Your objective
Please reproduce the records from the line containing "Question. For every instance of the female" through the end of the records, inclusive, swapping "disposable coffee cup" for "paper coffee cup" wherever it appears and keeping everything else unchanged. Return only those lines.

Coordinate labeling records
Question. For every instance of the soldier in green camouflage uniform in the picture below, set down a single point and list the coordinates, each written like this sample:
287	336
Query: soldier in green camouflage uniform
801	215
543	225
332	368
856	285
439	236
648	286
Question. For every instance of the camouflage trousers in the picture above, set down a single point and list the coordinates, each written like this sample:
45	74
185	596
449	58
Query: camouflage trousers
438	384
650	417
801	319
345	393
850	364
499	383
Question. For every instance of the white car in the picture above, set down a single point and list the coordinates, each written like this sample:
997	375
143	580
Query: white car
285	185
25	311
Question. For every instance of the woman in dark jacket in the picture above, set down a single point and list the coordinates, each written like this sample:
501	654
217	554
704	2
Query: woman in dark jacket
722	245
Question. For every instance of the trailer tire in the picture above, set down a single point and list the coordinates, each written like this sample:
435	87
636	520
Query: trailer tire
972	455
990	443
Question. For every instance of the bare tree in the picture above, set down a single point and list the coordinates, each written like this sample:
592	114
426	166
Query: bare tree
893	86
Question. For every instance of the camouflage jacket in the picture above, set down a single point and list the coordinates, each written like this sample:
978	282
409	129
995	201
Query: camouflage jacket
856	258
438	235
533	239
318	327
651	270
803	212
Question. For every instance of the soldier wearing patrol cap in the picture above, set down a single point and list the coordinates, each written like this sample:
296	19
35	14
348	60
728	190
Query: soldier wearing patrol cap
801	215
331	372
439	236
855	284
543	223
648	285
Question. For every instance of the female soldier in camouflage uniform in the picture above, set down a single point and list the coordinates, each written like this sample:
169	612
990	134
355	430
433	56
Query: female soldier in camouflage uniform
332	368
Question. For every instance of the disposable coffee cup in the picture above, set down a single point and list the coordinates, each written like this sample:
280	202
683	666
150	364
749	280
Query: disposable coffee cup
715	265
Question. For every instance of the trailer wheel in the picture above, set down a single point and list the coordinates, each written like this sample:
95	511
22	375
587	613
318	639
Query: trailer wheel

Finished task
Question. For every instance of the female soldier in camouflage uniform in the picture above, set down a single point and list the coordinates, each written like this sample:
169	612
990	134
355	430
433	56
Query: female soldier in camouflage uniform
332	368
Question. For every instance of the paper coffee cup in the picture above, set down a single point and list the coordinates, each written like this sample:
280	202
683	666
150	364
749	280
Query: paper coffee cup
715	265
Question. For every instance of the trailer wheel in the picture above, set down a single point and list the coordinates, each written like this sample:
95	511
22	375
587	613
318	639
Query: trailer wheel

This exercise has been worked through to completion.